Exercise description: Copy the material below, replacing every "Annotation task" with "Labeling task" and leaving everything else unchanged. Leave the pictures out of the output.

--------

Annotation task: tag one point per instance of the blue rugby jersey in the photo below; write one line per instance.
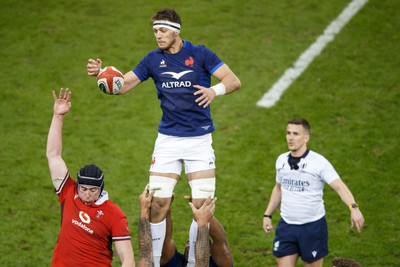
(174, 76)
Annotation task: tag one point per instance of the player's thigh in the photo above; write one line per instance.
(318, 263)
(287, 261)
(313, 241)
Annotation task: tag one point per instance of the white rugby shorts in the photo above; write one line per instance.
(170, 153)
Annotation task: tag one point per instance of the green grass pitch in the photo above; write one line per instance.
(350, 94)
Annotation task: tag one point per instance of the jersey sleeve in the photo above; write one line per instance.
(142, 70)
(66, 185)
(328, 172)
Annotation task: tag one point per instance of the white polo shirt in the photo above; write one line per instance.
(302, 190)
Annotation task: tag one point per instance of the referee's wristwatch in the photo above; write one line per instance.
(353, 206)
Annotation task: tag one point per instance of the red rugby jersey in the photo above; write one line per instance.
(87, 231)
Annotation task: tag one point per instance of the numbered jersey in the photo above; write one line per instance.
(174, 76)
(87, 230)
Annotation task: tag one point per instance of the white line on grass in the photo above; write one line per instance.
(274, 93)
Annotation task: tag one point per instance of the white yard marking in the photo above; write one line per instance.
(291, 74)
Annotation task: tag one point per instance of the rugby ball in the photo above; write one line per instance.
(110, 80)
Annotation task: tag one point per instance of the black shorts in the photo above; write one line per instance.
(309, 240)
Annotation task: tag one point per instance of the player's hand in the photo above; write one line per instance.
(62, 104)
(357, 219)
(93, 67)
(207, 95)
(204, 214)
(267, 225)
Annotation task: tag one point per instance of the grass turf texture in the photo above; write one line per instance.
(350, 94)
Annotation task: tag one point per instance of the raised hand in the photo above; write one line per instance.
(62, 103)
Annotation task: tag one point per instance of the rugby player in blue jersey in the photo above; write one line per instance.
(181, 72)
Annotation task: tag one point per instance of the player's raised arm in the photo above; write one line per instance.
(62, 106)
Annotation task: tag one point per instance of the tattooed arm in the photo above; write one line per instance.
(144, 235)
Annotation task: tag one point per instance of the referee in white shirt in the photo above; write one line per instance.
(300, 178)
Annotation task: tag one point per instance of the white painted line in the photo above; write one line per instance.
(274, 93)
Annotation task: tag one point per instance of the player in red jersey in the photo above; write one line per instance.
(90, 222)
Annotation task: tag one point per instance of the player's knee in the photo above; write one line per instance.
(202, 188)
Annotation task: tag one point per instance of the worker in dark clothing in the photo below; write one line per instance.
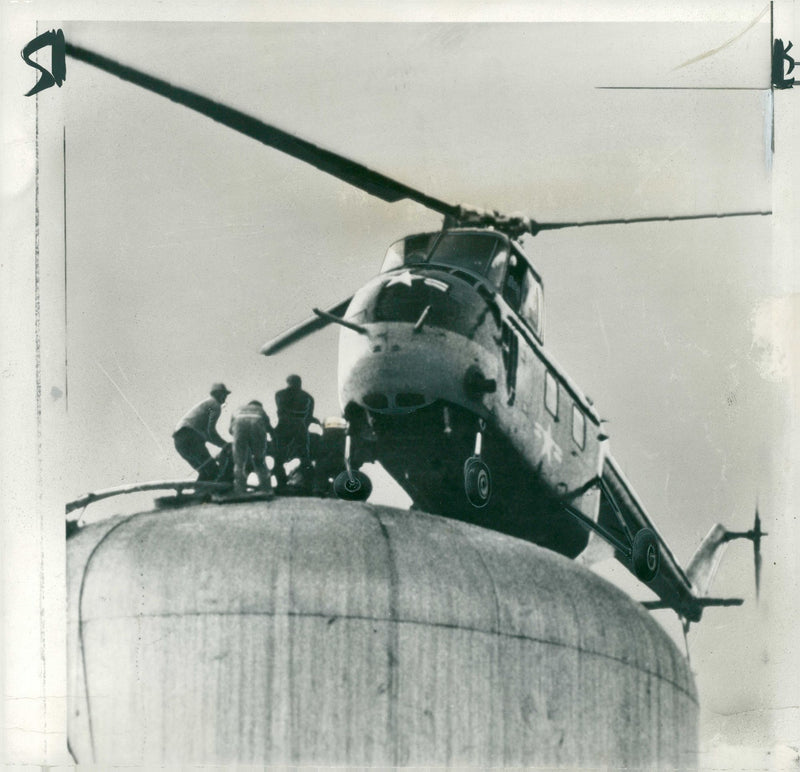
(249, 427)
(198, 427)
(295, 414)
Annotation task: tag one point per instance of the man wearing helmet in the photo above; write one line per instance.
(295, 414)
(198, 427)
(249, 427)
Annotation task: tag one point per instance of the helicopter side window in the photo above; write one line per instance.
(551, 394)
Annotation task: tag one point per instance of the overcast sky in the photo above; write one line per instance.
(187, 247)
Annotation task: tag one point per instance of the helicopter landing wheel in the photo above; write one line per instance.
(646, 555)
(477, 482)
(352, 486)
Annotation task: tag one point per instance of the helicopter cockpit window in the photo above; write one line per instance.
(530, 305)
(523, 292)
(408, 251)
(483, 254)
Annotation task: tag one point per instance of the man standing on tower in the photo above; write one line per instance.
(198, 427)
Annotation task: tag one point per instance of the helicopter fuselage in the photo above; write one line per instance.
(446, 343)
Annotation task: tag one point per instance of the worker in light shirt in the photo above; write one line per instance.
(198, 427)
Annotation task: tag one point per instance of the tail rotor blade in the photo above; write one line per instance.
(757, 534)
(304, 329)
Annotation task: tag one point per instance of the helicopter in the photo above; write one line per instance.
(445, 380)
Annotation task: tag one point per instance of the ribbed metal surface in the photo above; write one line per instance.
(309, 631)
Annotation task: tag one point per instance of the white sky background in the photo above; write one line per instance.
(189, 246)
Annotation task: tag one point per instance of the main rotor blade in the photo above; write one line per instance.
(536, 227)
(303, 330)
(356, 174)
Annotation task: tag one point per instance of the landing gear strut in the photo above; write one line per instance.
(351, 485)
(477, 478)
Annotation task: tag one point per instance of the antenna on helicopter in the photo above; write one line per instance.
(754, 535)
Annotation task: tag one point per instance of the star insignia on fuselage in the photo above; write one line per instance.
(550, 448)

--------

Task result:
Labeling task: tag one point per instance of the blue rugby jersey in the photo below; write one line per instance.
(174, 76)
Labeling task: tag one point per instance of the player's thigh in the photo above; write one line per instance.
(318, 263)
(287, 261)
(313, 241)
Labeling task: tag one point per instance of the white rugby shorts in the photo above; write one line per instance.
(170, 153)
Labeling task: tag one point per instance of the green grass pitch in the photo above; write one line per instance.
(350, 94)
Labeling task: tag one point per instance of the jersey sleeve in the photo above; write one line per instance.
(142, 70)
(66, 185)
(328, 172)
Labeling task: tag one point per instance of the white polo shirt in the photo above; write one line per instance.
(302, 190)
Labeling task: tag one point per instance of the referee's wristwatch in the photo above; write one line per instance.
(353, 206)
Labeling task: tag one point per instance of the red rugby jersey in the photo above; write one line per instance.
(87, 231)
Labeling task: tag one point per instance of the numbered jersey in the photo above; write one line per instance.
(174, 76)
(87, 230)
Labeling task: tag one point per instance of the white line on grass in the photo above; write one line per instance.
(274, 93)
Labeling task: tag one point per instance of the white yard marking in the photo above; write one line per instance.
(291, 74)
Labeling task: tag one point per instance of the rugby ball in the photo above; write one line per instance.
(110, 80)
Labeling task: tag one point per instance of the black shorts in the photo above; write one line per instance.
(309, 240)
Labeling task: tag one point per instance of the player's hand in the photo above; write one line per instance.
(62, 104)
(357, 219)
(93, 67)
(207, 95)
(204, 214)
(267, 225)
Labeling task: tag one point per instance of the grass turf texture in the photo above; write one line per instance.
(350, 94)
Labeling task: tag one point per instance of the raised hand in the photo above; write one line per instance.
(62, 103)
Labeling task: tag one point per instance of the rugby player in blue jersey in the photo above; write one line per instance.
(181, 72)
Labeling task: tag one point per instance of the player's raised arm in the photo above; write one line per instance.
(62, 106)
Labeling task: tag one point per instance of the tattooed arm in the photo above; write one line per instance.
(144, 235)
Labeling task: tag one point per instance of the referee in white shirt in the photo above; write one line per instance.
(300, 178)
Labeling task: tag one point per instance of the white painted line in the photo above; write one line per instance.
(274, 93)
Labeling task: tag one point per instance of the player in red jersey in the photo above; write one line per instance.
(90, 222)
Labeling task: tag one point per instance of the player's knee in the photo above; write one line per instance.
(202, 188)
Labeling task: tag one point per instance of the worker in dark clothing in the photo below; write one line per instance.
(249, 427)
(198, 427)
(295, 414)
Labeling task: tag one point per instance of the man wearing helmet in the photo above; write one line per instance.
(295, 414)
(198, 427)
(249, 427)
Labeling task: tag one point per instance of the helicopter side window in the photo above; write one line per instance.
(551, 394)
Labeling task: tag one point per instance of the overcast sky in the photo above; write one line per instance.
(187, 247)
Labeling task: tag one point per instance of the helicopter landing wheel in the photo above; write one line per instance.
(646, 555)
(477, 482)
(352, 486)
Labeling task: tag one point per instance of the helicopter cockpit window in the photo above; write one line per instance.
(530, 305)
(523, 292)
(408, 251)
(483, 254)
Labeling task: tag one point per instance of the man standing on tower in the photo above; write one line per instance.
(198, 427)
Labeling task: tag one point per instance of the helicopter fuselage in the photo above; write one line per instance.
(446, 343)
Labeling task: tag one point per instance of the worker in light shirt in the photo above; write one line per instance.
(198, 427)
Labeling task: tag one point per instance of the tail rotor blade in the photo above; write one line per instance.
(757, 534)
(304, 329)
Labeling task: tag one point per instance of the helicopter in the photo above; write one line per instance.
(445, 380)
Labeling task: tag one point per instance of the ribbed metal surface in the photo above; write one line per instance.
(309, 631)
Labeling task: tag one point per instance of the white sky background in the photo above; write one line per instance.
(189, 246)
Labeling task: tag one point per instance of the main rotor blade in the photo above; write one line per instance.
(536, 227)
(303, 330)
(356, 174)
Labeling task: tag one point per instance of the landing gear strut in the photo above; write one line per instance.
(351, 485)
(477, 478)
Labeling task: tag one point per instance of the antenna on helicopter in the photo above; write one line per instance.
(754, 535)
Labeling task: tag one point per instance of the star insignia on fuselage in the photo above; write one line per instance.
(550, 448)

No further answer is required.